─── Data for processing

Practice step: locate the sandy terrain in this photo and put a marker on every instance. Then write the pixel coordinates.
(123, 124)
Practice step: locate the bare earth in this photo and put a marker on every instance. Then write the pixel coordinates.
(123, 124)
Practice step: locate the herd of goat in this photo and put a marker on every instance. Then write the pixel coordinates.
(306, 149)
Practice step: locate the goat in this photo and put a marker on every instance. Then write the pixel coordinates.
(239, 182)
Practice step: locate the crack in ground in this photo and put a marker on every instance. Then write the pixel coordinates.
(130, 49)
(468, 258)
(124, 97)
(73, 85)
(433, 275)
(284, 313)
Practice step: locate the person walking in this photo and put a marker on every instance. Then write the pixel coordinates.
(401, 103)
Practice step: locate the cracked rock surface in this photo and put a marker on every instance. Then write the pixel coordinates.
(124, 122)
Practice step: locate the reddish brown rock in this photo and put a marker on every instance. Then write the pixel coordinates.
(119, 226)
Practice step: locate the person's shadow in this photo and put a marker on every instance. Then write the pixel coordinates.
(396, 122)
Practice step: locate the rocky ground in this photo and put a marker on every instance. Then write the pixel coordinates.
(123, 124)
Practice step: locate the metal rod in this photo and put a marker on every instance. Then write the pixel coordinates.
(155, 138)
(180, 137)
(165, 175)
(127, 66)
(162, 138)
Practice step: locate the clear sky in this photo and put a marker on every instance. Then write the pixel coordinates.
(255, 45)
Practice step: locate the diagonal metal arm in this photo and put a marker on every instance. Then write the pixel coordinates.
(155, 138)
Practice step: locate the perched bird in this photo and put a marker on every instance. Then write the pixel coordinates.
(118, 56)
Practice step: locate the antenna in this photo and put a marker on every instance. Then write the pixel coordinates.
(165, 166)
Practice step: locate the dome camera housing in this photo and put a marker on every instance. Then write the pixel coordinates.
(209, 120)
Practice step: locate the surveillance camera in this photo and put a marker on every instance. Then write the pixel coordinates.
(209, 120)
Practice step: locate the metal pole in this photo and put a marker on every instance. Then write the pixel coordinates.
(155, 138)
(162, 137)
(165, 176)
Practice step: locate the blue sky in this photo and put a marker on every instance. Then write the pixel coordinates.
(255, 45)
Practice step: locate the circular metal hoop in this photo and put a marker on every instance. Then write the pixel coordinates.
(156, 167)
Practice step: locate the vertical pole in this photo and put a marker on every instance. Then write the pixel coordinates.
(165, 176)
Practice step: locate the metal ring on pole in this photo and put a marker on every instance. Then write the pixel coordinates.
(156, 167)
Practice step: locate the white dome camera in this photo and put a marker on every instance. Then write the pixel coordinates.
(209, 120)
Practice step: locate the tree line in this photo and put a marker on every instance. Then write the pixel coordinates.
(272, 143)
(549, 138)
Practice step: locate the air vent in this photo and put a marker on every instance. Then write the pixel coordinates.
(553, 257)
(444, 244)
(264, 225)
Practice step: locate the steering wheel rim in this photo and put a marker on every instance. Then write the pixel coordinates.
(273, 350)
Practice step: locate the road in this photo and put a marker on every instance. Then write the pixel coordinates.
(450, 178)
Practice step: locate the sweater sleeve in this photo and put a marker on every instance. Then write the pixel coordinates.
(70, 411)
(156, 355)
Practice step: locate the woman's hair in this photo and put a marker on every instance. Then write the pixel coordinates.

──────

» Your task
Copy the entire listing above line for line, without changing anything.

» Answer to this exercise
Practice step: locate the sandy terrain in this photo and put a marker on every instance. Then write the pixel coordinates.
(123, 124)
Practice step: locate the bare earth in this photo and put a marker on every instance. Then write the pixel coordinates.
(123, 124)
Practice step: locate the herd of goat in this photo and put a marker on every instance. Then write the pixel coordinates.
(306, 149)
Practice step: locate the goat in this photo and put a marker on every instance. Then write the pixel coordinates.
(239, 182)
Practice step: locate the crack in ground in this photo and put a marker on every instance. Then write the pixel coordinates.
(130, 49)
(468, 258)
(124, 97)
(73, 85)
(433, 275)
(284, 313)
Practice step: locate the person walking in this photo and put a marker on every instance. Then write the pixel coordinates.
(401, 103)
Practice step: locate the cracked rock surface in this photo and put a marker on every instance. Then write the pixel coordinates.
(124, 122)
Practice step: locate the reddish brown rock in this photo and put a marker on every instance. Then write the pixel coordinates.
(119, 226)
Practice step: locate the person's shadow in this photo and put a marker on every instance. Then write the pixel coordinates.
(396, 122)
Practice step: locate the rocky ground in this photo and put a marker on every instance. Then write the pixel coordinates.
(123, 124)
Practice step: locate the metal rod in this photo and put a marker on every instance. Then write the pixel coordinates.
(155, 138)
(180, 137)
(165, 175)
(127, 66)
(162, 138)
Practice step: locate the clear sky in this photo and put a marker on every instance. Then write the pixel coordinates.
(255, 45)
Practice step: locate the diagonal metal arm in this photo and put a marker on every instance. Then write the pixel coordinates.
(155, 138)
Practice step: locate the perched bird in this photo and put a marker on every instance. Then write the pixel coordinates.
(118, 56)
Practice step: locate the antenna in this photo and put a marker on every instance. Then write the pixel coordinates.
(165, 166)
Practice step: locate the dome camera housing in this photo and put a marker on every instance. Then write the pixel coordinates.
(209, 120)
Practice step: locate the surveillance camera in this photo and put a marker on every instance. Then write the pixel coordinates.
(209, 120)
Practice step: locate the metal pole in this photo and put a marker on every instance. Then write the pixel coordinates.
(155, 138)
(162, 137)
(165, 176)
Practice step: locate the blue sky in this photo and put a marker on every instance. Then write the pixel coordinates.
(255, 45)
Practice step: locate the circular metal hoop in this photo and put a marker on every instance. Then write the pixel coordinates.
(156, 167)
Practice step: locate the vertical pole in this photo and put a marker on every instance. Then write the pixel coordinates.
(165, 176)
Practice step: locate the metal ring on pole in this photo and put a marker on every instance. Then write the pixel coordinates.
(156, 167)
Practice step: locate the white dome camera in this photo and put a marker on every instance. Then write the pixel coordinates.
(209, 120)
Practice step: locate the tree line in this photo and put a marker on every instance. Then write the pixel coordinates.
(272, 143)
(549, 138)
Practice step: locate the air vent in this photo and put a marker on every instance. Then write the pixel coordinates.
(553, 257)
(444, 244)
(264, 225)
Practice step: locate the steering wheel rim in this photo and put a marker on every instance. Then write the pixel coordinates.
(273, 350)
Practice step: locate the road in this photo and put a marker on every instance. Then write the pixel coordinates.
(450, 178)
Practice step: locate the sweater sleeve in this photo and put a marker on every instance. Then write the pixel coordinates.
(70, 411)
(156, 355)
Practice step: locate the woman's hair in this photo and put a marker on every instance. Then write the pixel coordinates.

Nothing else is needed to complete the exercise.